Data extracted from a collection:

━━━━━━━━━━

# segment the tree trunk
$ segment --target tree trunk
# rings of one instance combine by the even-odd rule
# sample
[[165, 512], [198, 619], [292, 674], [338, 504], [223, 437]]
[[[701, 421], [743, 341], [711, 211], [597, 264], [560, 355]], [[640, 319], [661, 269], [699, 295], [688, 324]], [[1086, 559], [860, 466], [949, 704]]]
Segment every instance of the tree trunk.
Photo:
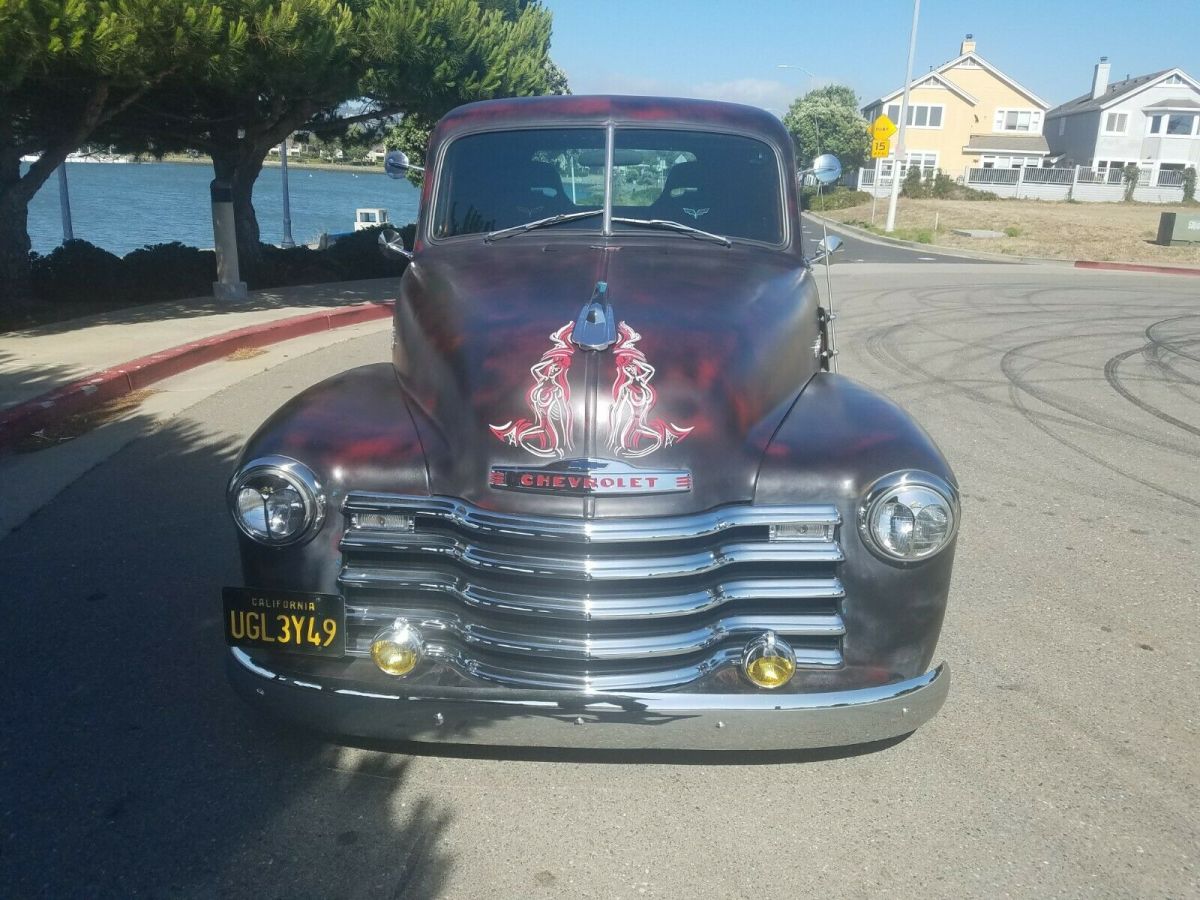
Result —
[[28, 226], [29, 203], [0, 188], [0, 314], [34, 305]]
[[233, 217], [238, 230], [238, 265], [242, 277], [262, 262], [258, 216], [254, 214], [254, 180], [263, 170], [263, 158], [256, 160], [244, 139], [212, 149], [212, 173], [233, 188]]

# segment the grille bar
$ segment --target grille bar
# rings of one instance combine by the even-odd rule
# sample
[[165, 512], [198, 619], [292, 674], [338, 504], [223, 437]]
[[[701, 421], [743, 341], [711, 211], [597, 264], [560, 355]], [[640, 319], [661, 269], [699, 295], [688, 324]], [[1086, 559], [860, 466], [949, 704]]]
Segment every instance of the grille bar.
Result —
[[745, 563], [840, 563], [842, 559], [841, 547], [833, 541], [780, 544], [739, 541], [696, 552], [660, 552], [650, 557], [594, 557], [497, 550], [480, 544], [467, 544], [444, 534], [392, 534], [367, 530], [347, 532], [342, 539], [342, 550], [434, 557], [454, 562], [468, 570], [581, 581], [673, 578], [707, 575]]
[[[355, 608], [348, 617], [358, 625], [356, 649], [368, 650], [371, 638], [379, 629], [396, 619], [395, 611]], [[406, 610], [403, 618], [421, 629], [427, 638], [452, 636], [463, 644], [496, 653], [518, 653], [530, 656], [552, 656], [574, 660], [636, 660], [656, 656], [680, 656], [700, 653], [730, 638], [743, 641], [763, 631], [781, 637], [840, 637], [846, 626], [838, 613], [797, 616], [727, 616], [710, 624], [695, 625], [666, 634], [631, 634], [617, 636], [571, 636], [516, 631], [470, 622], [461, 616], [420, 607]], [[824, 659], [824, 656], [822, 656]]]
[[[352, 492], [343, 510], [353, 522], [367, 514], [416, 515], [433, 518], [464, 534], [493, 538], [530, 538], [572, 540], [582, 544], [620, 544], [672, 541], [708, 538], [733, 528], [770, 524], [841, 524], [836, 506], [730, 506], [685, 516], [652, 518], [553, 518], [548, 516], [510, 516], [472, 506], [449, 497], [410, 497]], [[361, 520], [360, 520], [361, 521]]]
[[834, 506], [583, 520], [354, 492], [343, 512], [354, 656], [403, 618], [427, 659], [526, 688], [679, 688], [737, 668], [764, 631], [787, 640], [799, 668], [842, 665]]
[[344, 566], [338, 581], [347, 588], [372, 592], [364, 599], [378, 596], [374, 592], [398, 595], [436, 592], [451, 595], [468, 606], [484, 611], [545, 616], [575, 622], [660, 619], [709, 612], [726, 604], [745, 605], [766, 600], [835, 601], [846, 595], [838, 578], [742, 578], [714, 584], [703, 590], [668, 594], [641, 592], [625, 596], [592, 594], [539, 596], [528, 592], [491, 588], [432, 570], [362, 565]]

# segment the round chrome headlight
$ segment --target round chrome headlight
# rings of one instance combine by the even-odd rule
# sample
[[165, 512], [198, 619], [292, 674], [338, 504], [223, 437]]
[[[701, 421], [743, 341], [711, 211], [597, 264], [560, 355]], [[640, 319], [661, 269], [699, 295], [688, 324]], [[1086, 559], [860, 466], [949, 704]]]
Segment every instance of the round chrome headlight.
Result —
[[928, 472], [881, 478], [858, 510], [858, 530], [866, 546], [899, 562], [935, 556], [954, 539], [958, 526], [958, 491]]
[[325, 494], [304, 463], [263, 456], [229, 482], [229, 512], [245, 535], [281, 547], [317, 533], [325, 520]]

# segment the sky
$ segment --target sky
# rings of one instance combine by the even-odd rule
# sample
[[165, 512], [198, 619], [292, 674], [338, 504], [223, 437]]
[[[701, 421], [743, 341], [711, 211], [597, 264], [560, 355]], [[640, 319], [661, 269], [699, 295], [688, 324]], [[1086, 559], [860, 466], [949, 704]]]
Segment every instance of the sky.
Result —
[[[551, 54], [575, 94], [728, 100], [782, 115], [812, 86], [865, 104], [904, 84], [913, 0], [542, 0]], [[913, 77], [976, 52], [1057, 106], [1111, 80], [1174, 66], [1200, 78], [1200, 0], [922, 0]], [[792, 68], [780, 68], [792, 66]]]

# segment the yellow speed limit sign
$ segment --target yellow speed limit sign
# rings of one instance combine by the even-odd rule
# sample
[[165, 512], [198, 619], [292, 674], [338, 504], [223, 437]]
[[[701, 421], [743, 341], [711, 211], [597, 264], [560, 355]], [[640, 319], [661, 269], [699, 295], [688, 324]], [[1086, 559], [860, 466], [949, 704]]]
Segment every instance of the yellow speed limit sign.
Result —
[[896, 126], [886, 115], [878, 116], [871, 122], [871, 158], [887, 158], [892, 144], [892, 136], [896, 133]]

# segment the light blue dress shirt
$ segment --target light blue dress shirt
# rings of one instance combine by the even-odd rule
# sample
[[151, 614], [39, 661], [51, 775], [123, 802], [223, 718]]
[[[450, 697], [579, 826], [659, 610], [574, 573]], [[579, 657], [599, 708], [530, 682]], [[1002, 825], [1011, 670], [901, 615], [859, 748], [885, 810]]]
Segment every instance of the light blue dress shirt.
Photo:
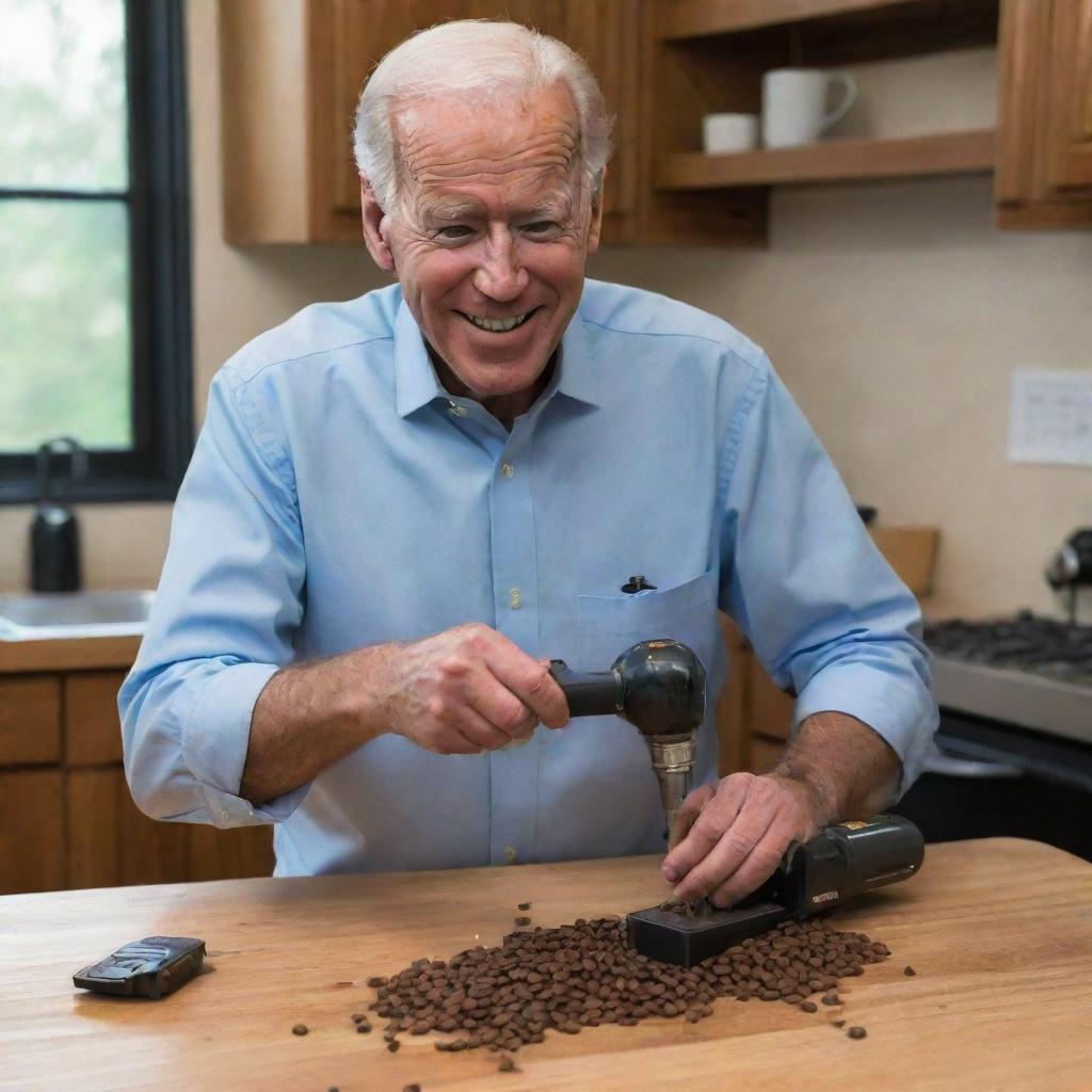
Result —
[[[621, 591], [641, 573], [654, 590]], [[452, 397], [396, 286], [318, 305], [213, 381], [140, 656], [119, 696], [161, 819], [276, 823], [276, 874], [652, 853], [648, 750], [615, 717], [434, 755], [383, 735], [263, 807], [240, 798], [280, 667], [480, 621], [605, 670], [673, 637], [725, 678], [717, 607], [796, 721], [840, 710], [916, 776], [936, 727], [918, 609], [765, 356], [727, 323], [589, 281], [511, 432]], [[712, 698], [695, 784], [716, 770]]]

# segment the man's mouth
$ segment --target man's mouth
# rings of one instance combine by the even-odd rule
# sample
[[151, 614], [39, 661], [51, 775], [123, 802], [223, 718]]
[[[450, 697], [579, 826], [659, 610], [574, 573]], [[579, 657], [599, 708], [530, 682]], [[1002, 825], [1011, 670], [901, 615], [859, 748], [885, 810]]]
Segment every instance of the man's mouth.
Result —
[[522, 327], [537, 310], [537, 307], [533, 307], [530, 311], [524, 311], [522, 314], [511, 314], [507, 319], [486, 319], [477, 314], [467, 314], [465, 311], [459, 313], [478, 330], [487, 330], [492, 334], [507, 334], [510, 330]]

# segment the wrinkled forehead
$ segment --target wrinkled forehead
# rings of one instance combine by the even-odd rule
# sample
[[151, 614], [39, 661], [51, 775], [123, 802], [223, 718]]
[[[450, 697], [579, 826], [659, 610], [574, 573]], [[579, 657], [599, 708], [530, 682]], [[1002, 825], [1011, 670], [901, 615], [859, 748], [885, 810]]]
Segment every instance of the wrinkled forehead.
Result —
[[411, 98], [394, 110], [403, 201], [418, 206], [461, 192], [579, 190], [580, 126], [563, 85]]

━━━━━━━━━━

■ **What you need to do**: Rewrite all of the rows above with every occurrence of "Segment every instance of" replaced by "Outline each instance of", keeping everything else unchanged. Omit the pictures from your answer.

■ **Complete output**:
# segment the tree trunk
$ segment --target tree trunk
# rings of one instance combine by the even-odd rule
# sample
[[165, 512], [198, 619], [292, 674], [338, 504], [223, 437]]
[[[701, 421], [743, 341], [711, 211], [597, 264], [560, 355]], [[640, 319], [661, 269], [699, 295], [688, 324]], [[1086, 559], [860, 466], [949, 704]]]
Outline each instance of the tree trunk.
Photo:
Result —
[[28, 226], [29, 203], [0, 188], [0, 314], [34, 305]]
[[233, 217], [238, 230], [238, 265], [242, 277], [262, 262], [258, 216], [254, 214], [254, 180], [263, 170], [263, 158], [256, 160], [244, 139], [212, 149], [212, 173], [233, 188]]

# segment the grille bar
$ segment --target grille bar
# rings of one instance combine by the even-odd rule
# sample
[[165, 512], [198, 619], [292, 674], [338, 504], [223, 437]]
[[[701, 421], [743, 341], [711, 211], [597, 264], [560, 355]], [[640, 319], [661, 269], [699, 295], [688, 324]], [[1086, 559], [860, 466], [949, 704]]]
Outline each instance of the grille bar.
Result —
[[745, 563], [840, 563], [842, 559], [841, 547], [833, 541], [780, 544], [739, 541], [696, 552], [660, 552], [650, 557], [594, 557], [497, 550], [480, 544], [467, 544], [444, 534], [392, 534], [367, 530], [347, 532], [342, 539], [342, 550], [434, 557], [454, 562], [468, 570], [581, 581], [673, 578], [707, 575]]
[[[355, 608], [348, 617], [358, 625], [356, 649], [368, 650], [371, 638], [379, 629], [396, 619], [395, 611]], [[406, 610], [403, 618], [421, 629], [427, 638], [452, 636], [463, 644], [496, 653], [518, 653], [530, 656], [552, 656], [574, 660], [636, 660], [656, 656], [680, 656], [700, 653], [730, 638], [743, 641], [763, 631], [781, 637], [840, 637], [846, 626], [838, 613], [797, 616], [727, 616], [710, 624], [695, 625], [666, 634], [631, 634], [617, 636], [571, 636], [516, 631], [470, 622], [461, 616], [420, 607]], [[824, 659], [824, 656], [822, 656]]]
[[[352, 492], [343, 510], [353, 522], [367, 514], [416, 515], [433, 518], [464, 534], [493, 538], [530, 538], [572, 540], [582, 544], [620, 544], [672, 541], [708, 538], [733, 528], [770, 524], [841, 524], [836, 506], [730, 506], [685, 516], [652, 518], [553, 518], [548, 516], [510, 516], [472, 506], [449, 497], [410, 497]], [[361, 520], [360, 520], [361, 521]]]
[[834, 506], [583, 520], [354, 492], [343, 512], [354, 656], [403, 618], [427, 659], [526, 688], [679, 688], [737, 668], [764, 631], [787, 640], [799, 668], [842, 665]]
[[344, 566], [338, 581], [347, 588], [372, 592], [364, 599], [378, 596], [374, 592], [398, 595], [436, 592], [451, 595], [468, 606], [484, 611], [545, 616], [575, 622], [660, 619], [709, 612], [726, 604], [745, 605], [766, 600], [835, 601], [846, 595], [838, 578], [742, 578], [714, 584], [703, 590], [668, 594], [641, 592], [625, 596], [592, 594], [539, 596], [528, 592], [491, 588], [432, 570], [362, 565]]

# segment the round chrome headlight
$ segment --target round chrome headlight
# rings of one instance combine by the even-odd rule
# sample
[[165, 512], [198, 619], [292, 674], [338, 504], [223, 437]]
[[[701, 421], [743, 341], [711, 211], [597, 264], [560, 355]], [[640, 319], [661, 269], [699, 295], [688, 324]], [[1086, 559], [860, 466], [949, 704]]]
Outline each instance of the round chrome headlight.
Result —
[[928, 472], [881, 478], [858, 510], [858, 530], [866, 546], [899, 562], [935, 556], [954, 539], [958, 526], [958, 491]]
[[325, 494], [304, 463], [263, 456], [229, 482], [229, 512], [245, 535], [281, 547], [317, 533], [325, 520]]

# segment the sky
$ segment --target sky
# rings of one instance combine by the even-odd rule
# sample
[[165, 512], [198, 619], [292, 674], [338, 504], [223, 437]]
[[[701, 421], [743, 341], [711, 211], [597, 264], [560, 355]], [[640, 319], [661, 269], [699, 295], [688, 324]], [[1086, 559], [860, 466], [949, 704]]]
Outline each instance of the sky.
Result —
[[[551, 54], [575, 94], [728, 100], [782, 115], [812, 86], [865, 104], [904, 84], [913, 0], [542, 0]], [[913, 77], [976, 52], [1057, 106], [1111, 80], [1174, 66], [1200, 78], [1200, 0], [922, 0]], [[792, 68], [780, 68], [792, 66]]]

# segment the yellow speed limit sign
$ segment --target yellow speed limit sign
# rings of one instance combine by the even-odd rule
# sample
[[165, 512], [198, 619], [292, 674], [338, 504], [223, 437]]
[[[701, 421], [743, 341], [711, 211], [597, 264], [560, 355]], [[640, 319], [661, 269], [699, 295], [688, 324]], [[1086, 559], [860, 466], [949, 704]]]
Outline each instance of the yellow speed limit sign.
Result —
[[896, 126], [886, 115], [878, 116], [871, 122], [871, 158], [887, 158], [892, 144], [892, 136], [896, 133]]

# segment the light blue dress shirt
$ segment --target light blue dress shirt
# rings of one instance combine by the even-odd rule
# sample
[[151, 614], [39, 661], [51, 775], [123, 802], [223, 718]]
[[[450, 697], [579, 826], [659, 610], [574, 573]], [[579, 657], [599, 708], [530, 682]], [[1002, 825], [1011, 670], [901, 615], [859, 748], [885, 810]]]
Outline each instance of the light blue dress shirt.
Photo:
Result —
[[[621, 591], [641, 573], [654, 590]], [[452, 397], [396, 286], [318, 305], [213, 381], [140, 656], [119, 696], [161, 819], [276, 823], [276, 874], [652, 853], [648, 750], [615, 717], [434, 755], [383, 735], [263, 807], [240, 798], [280, 667], [480, 621], [605, 670], [673, 637], [725, 678], [717, 607], [796, 721], [840, 710], [916, 776], [936, 727], [918, 609], [765, 356], [727, 323], [589, 281], [511, 432]], [[712, 698], [695, 784], [716, 770]]]

# segment the man's mouth
$ segment --target man's mouth
# rings of one instance combine by the even-odd rule
# sample
[[151, 614], [39, 661], [51, 775], [123, 802], [223, 718]]
[[[450, 697], [579, 826], [659, 610], [574, 573]], [[579, 657], [599, 708], [530, 682]], [[1002, 825], [1011, 670], [901, 615], [859, 748], [885, 810]]]
Outline each instance of the man's mouth.
Result —
[[522, 327], [537, 310], [537, 307], [533, 307], [530, 311], [524, 311], [522, 314], [511, 314], [507, 319], [486, 319], [477, 314], [467, 314], [465, 311], [459, 313], [478, 330], [487, 330], [492, 334], [507, 334], [510, 330]]

# segment the wrinkled forehead
$ segment --target wrinkled forehead
# rings of one instance combine by the even-odd rule
# sample
[[151, 614], [39, 661], [51, 775], [123, 802], [223, 718]]
[[[450, 697], [579, 826], [659, 610], [574, 573]], [[579, 657], [599, 708], [530, 682]], [[1002, 825], [1011, 670], [901, 615], [859, 748], [885, 810]]]
Outline each instance of the wrinkled forehead.
Result —
[[411, 98], [394, 110], [403, 201], [418, 206], [461, 192], [579, 190], [580, 126], [563, 85]]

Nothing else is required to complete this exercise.